What the exercise asks
Retype the data below exactly; skip every image.

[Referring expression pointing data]
▼

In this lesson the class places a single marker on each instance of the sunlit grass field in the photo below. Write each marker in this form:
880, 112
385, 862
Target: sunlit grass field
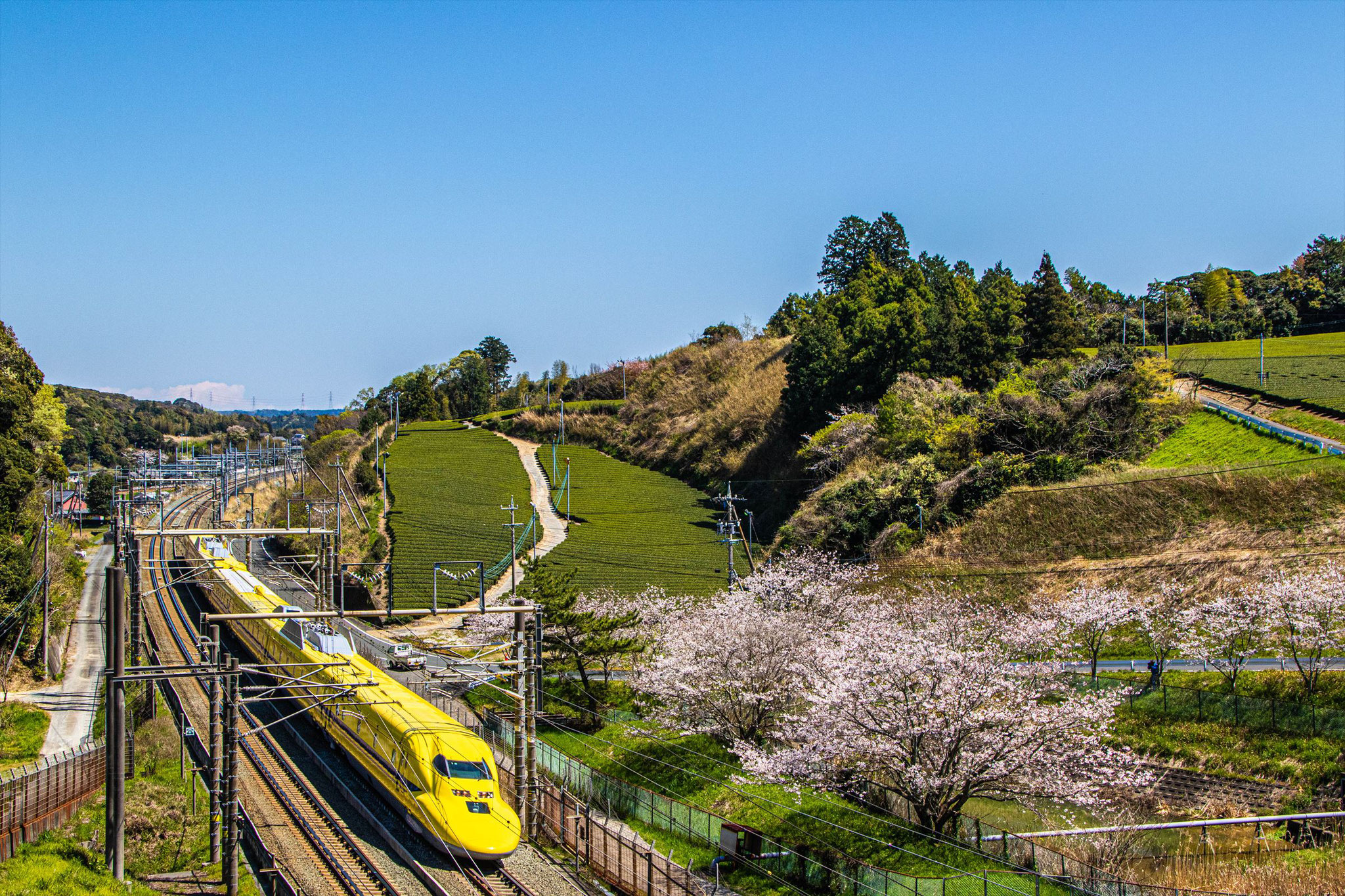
447, 484
634, 527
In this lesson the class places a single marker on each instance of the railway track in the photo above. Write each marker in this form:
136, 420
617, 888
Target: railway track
318, 837
326, 845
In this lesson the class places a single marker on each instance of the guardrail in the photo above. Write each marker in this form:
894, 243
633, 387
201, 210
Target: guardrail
1269, 426
1199, 704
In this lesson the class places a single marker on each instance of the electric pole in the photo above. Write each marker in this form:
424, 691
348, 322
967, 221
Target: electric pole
513, 543
46, 593
732, 527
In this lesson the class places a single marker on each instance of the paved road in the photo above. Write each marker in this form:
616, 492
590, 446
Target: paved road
74, 699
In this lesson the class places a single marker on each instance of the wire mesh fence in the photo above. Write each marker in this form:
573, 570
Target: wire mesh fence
1020, 865
43, 796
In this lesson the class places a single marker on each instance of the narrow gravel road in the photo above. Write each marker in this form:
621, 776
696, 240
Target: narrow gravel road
74, 700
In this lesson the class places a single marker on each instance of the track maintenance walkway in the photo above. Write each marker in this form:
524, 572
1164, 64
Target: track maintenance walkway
74, 700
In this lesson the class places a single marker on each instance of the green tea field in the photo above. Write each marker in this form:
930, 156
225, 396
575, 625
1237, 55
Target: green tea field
447, 485
1298, 368
634, 527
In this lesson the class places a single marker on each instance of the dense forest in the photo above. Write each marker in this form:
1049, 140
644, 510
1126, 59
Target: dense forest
33, 425
883, 312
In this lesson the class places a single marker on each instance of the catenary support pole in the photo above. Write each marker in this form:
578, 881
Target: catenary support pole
521, 784
46, 593
213, 773
116, 721
229, 868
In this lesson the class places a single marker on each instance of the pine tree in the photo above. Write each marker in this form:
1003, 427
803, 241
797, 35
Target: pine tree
1052, 327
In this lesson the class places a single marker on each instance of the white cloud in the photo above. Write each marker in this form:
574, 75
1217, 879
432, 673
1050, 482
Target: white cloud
215, 395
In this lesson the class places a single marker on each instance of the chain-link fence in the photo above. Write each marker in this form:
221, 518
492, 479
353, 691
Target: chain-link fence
43, 796
1019, 865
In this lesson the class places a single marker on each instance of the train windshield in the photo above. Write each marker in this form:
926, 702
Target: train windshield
463, 770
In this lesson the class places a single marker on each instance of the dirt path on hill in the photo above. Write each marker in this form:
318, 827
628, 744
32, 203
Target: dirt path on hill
553, 532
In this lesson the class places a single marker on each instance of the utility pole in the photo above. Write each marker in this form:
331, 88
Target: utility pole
384, 482
1165, 323
213, 774
46, 593
115, 809
229, 868
521, 689
730, 526
533, 524
513, 542
1261, 375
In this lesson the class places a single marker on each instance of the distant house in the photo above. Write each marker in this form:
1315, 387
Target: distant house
72, 505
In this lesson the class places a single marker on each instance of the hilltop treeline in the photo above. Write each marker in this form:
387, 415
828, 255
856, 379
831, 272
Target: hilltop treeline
104, 425
883, 312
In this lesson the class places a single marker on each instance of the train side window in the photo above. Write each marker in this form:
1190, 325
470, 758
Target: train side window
294, 633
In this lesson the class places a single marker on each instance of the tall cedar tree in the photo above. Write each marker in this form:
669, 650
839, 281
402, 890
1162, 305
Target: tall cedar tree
1052, 322
498, 358
852, 245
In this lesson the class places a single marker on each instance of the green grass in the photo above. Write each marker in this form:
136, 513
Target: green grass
163, 833
1211, 440
60, 867
23, 729
1265, 684
1220, 747
447, 485
1300, 368
635, 528
594, 405
698, 771
1275, 347
1302, 421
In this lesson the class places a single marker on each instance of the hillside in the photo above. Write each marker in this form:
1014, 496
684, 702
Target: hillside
447, 485
1309, 370
634, 528
1187, 511
705, 414
104, 425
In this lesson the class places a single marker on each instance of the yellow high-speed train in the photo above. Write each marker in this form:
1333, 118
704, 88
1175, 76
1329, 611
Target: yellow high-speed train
436, 773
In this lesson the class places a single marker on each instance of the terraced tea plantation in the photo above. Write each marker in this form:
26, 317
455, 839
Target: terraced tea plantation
1300, 368
447, 485
634, 527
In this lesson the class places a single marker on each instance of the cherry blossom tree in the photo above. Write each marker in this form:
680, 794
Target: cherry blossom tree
1228, 630
925, 699
1088, 614
1309, 613
1162, 626
735, 664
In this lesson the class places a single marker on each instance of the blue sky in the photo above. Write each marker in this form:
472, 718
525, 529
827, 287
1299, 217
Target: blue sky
284, 199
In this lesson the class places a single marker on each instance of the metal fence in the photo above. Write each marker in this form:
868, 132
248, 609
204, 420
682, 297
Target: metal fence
1196, 704
1026, 867
45, 796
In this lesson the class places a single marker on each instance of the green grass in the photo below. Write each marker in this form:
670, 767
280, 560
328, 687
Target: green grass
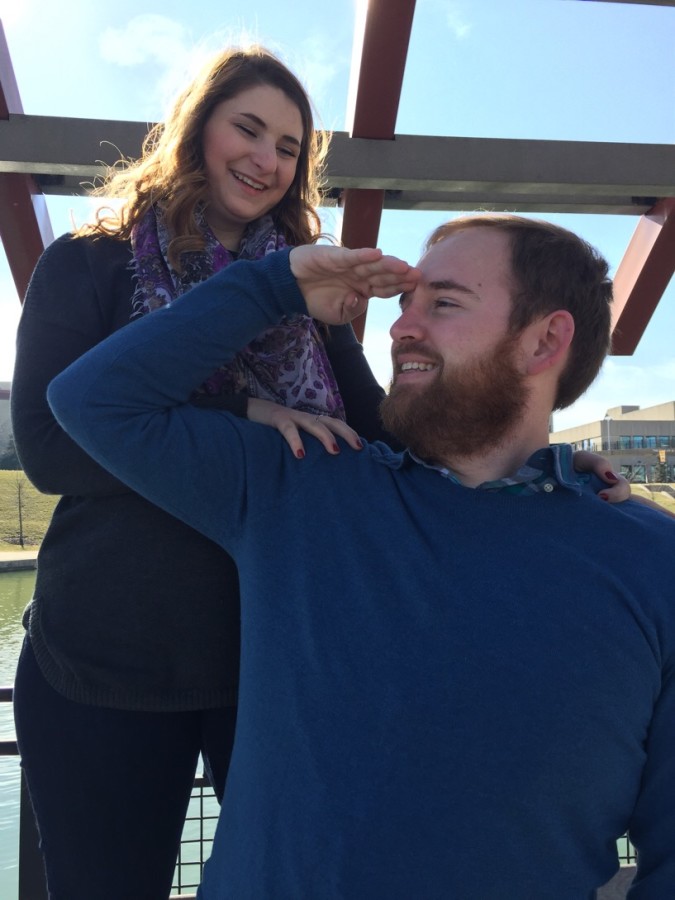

▲

Answer to this problem
In this lesson the class places a single marker on each instance of the sunlit grass field in the photo below. Write each marker in this form:
880, 112
385, 862
Target: sunlit grass field
447, 484
634, 527
In this lesson the class places a single marker on each instance of the railway track in the photo above. Write each marker in this form:
136, 420
617, 888
Target: railway track
318, 837
326, 845
In this lesson the class places a single marker on each instance of the guardrail in the photo above. Write each marker in this form:
894, 243
633, 387
201, 210
Target: guardrail
1269, 426
1199, 704
In this lesson the class places a single marker on each instance of the electric pole in the photo above. Write each marker in this form:
424, 691
348, 322
967, 221
Target: electric pole
513, 543
46, 593
732, 527
In this lesson the class places a single marker on each instance of the paved road in the photo above. Write each marker in this form:
616, 492
590, 446
Target: paved road
74, 699
In this lesson the class places a single marker on each instance of the wire mesh fence in the photo above. Write each marker in this form:
573, 570
Target: wire mesh fence
1020, 865
43, 796
In this lesson the class places a single marker on each instance of the narrow gravel road in the photo above. Write each marker in this form:
621, 776
696, 240
Target: narrow gravel road
74, 700
In this lesson the class places a single marker on each instance of the track maintenance walkway in the photo above. Write each marker in this form:
524, 572
1164, 64
Target: track maintenance walkway
74, 700
In this lesson the class places a single marker on each instance of the green tea field in the photo above. Write each marker in this form:
930, 156
225, 396
575, 625
1237, 55
Target: green tea field
447, 485
1298, 368
634, 527
In this lesson the class places a single marker on each instance of the dense forest in the photo above. Write each marker in this form:
1049, 140
644, 510
1126, 59
Target: dense forest
33, 425
883, 312
In this lesson the class places a single marker on each instance of the catenary support pole in the photo above. Write each marker in this form:
578, 881
Target: catenary support pole
521, 784
46, 593
213, 773
116, 721
229, 868
In this lesson the class places a single marker on each instance of the pine tree in the photo above. Write each marker in this form:
1003, 427
803, 241
797, 35
Target: pine tree
1052, 327
In this lesson the class places a single marker on each instance of the white cloud in the photo above. Write each marker in this form:
574, 75
1217, 879
432, 673
1050, 482
Target: white cloud
215, 395
In this lesson the class places a single marker on each instance of the chain-link fence in the photo above. Write each marker in this form:
221, 518
492, 479
353, 691
Target: chain-link fence
43, 796
1019, 865
In this lesson the class places a single marker on each instance of the train windshield in the photo above. Write each marker in this form:
926, 702
Target: train windshield
463, 770
In this lesson the class places a single marker on each instance of the dirt path on hill in the photo above. Write each marker in this form:
318, 827
628, 744
32, 203
Target: dirt path on hill
553, 532
In this lesson the class places a single marker on each instance of the utility pole in the photo above. Write each marker in this form:
331, 88
Target: utility pole
384, 482
1165, 323
213, 774
46, 593
115, 809
229, 868
521, 689
730, 526
533, 524
513, 542
1261, 375
In this lesson the class places a single marker on each instance of the distant house in the photo above. Write each marker in this form:
1315, 387
Target: distant house
72, 505
In this lesson the class places a single marker on each instance of the hilltop treeline in the photo above. Write each marker in this form:
387, 415
828, 255
856, 379
831, 272
Target: hilltop treeline
104, 425
883, 312
In this lesson the class places a single marker on each instance of the train side window in the photo above. Write each marker in this form:
1190, 325
470, 758
Target: train side window
294, 633
In this lesson the class places a single marker on each instance of the tall cedar tree in the photo above. Write each marker in this form:
669, 650
839, 281
402, 890
1162, 305
Target: tall cedar tree
1052, 322
498, 358
852, 245
In this lesson the class places a single marker on each instance of the green grass in the photo above. Write each marker in this form:
136, 513
Target: green grass
163, 833
1211, 440
60, 867
23, 729
1265, 684
1220, 747
447, 485
1300, 368
635, 528
594, 405
698, 771
1275, 347
1302, 421
In this lesson the class places a single marker on each instance of the hillside in the photo above. Write each marker in this form:
1014, 496
684, 702
Target: hillside
447, 485
1309, 370
634, 528
1187, 511
705, 414
104, 425
In this lesson the class places a single marker on each instance of the yellow high-speed train in the photo above. Write each marker in this form:
1333, 118
704, 88
1175, 76
1329, 611
Target: yellow high-speed train
436, 773
In this lesson the class places a single marker on each instance of the terraced tea plantation in the photo above. Write each marker in this form:
26, 317
455, 839
Target: terraced tea plantation
1300, 368
447, 485
634, 527
In this lesson the class places a single marker on each instance of the cherry blossom tree in the photo above. Write each marker in this form:
680, 794
Target: cherry blossom tree
1228, 630
925, 699
1088, 614
1309, 613
1162, 626
735, 664
In this lesson the class places a single marker on each instance of the blue sky in the photo above. Write each marker in this form:
472, 718
525, 529
827, 287
1299, 217
Target: blue sky
284, 199
In this lesson the class places a single marker on each instance of the metal fence in the photo above. Write each marker in this form:
868, 132
248, 609
204, 420
682, 297
Target: metal fence
1196, 704
1026, 867
45, 796
In this lesson the class places a single marker on each instance of the green grass in the photo below. Write each marker in this form:
670, 767
280, 560
328, 687
Target: green grass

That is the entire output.